**Excerpt to read**
┏━━
On “Tina,” for example, he sings about his recently widowed mother dealing with two kids who are homeless and addicted to amphetamines. The raw emotion in his voice, paired with the honesty in the lyrics, is enough to keep you holding your breath through the entire three-minute song. And that is far from being an outlier. Throughout, the album is brimming with emotions that cover the spectrum vacillating between hurt and despair and the optimism associated with new love. Musically, it’s also boasts some of the most beautiful songs the band has ever committed to tape; “Hyperbolic Jesus,” “Rooster” and “Break Free, Rolling Stone” are all remarkably brilliant songs that fans will likely keep coming back to for years.
While much of the album was recorded in Charleston, SC, Asheville, NC, and Athens, GA, the band headed to the Mexican town of Tepoztlan where they turned an Airbnb into a remote recording studio. The album is a compelling mix of Americana, folk and Indie Pop with some inspiring influences of psychedelia added in as well.
“SUSTO’s narrative has always been confessional, and songwriting is my way of trying to make sense of the chaos—good and bad—around me,” said Osborne about the album. “This record is my story of navigating a bunch of chaos but finding ways to carry on and manifest my own happiness…the last few years were a challenge, but I look back and see that I made it through, a better, truer, and more realized version of myself.”
It’s hard to argue with the results. As emotionally charged as it can be at times, My Entire Life marks both the most important album the band has created so far and the most satisfying as well.
┗━━
**Data segment**
┏━━
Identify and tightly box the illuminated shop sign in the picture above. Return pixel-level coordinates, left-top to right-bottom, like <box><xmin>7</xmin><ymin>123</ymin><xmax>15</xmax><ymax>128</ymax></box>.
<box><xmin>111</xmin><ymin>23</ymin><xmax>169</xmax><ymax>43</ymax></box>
┗━━
**Aim**
Please say whether each statement agrees with the album review, answering yes or no and quoting the words that decide it: 1. "Tina" runs three minutes. 2. The band recorded the whole album in the United States. 3. Osborne describes SUSTO's narrative as confessional. The material here comes from a separate source, not from the album review.

**Exercise answer**
1. Yes: "keep you holding your breath through the entire three-minute song"
2. No: "the band headed to the Mexican town of Tepoztlan where they turned an Airbnb into a remote recording studio"
3. Yes: "SUSTO’s narrative has always been confessional"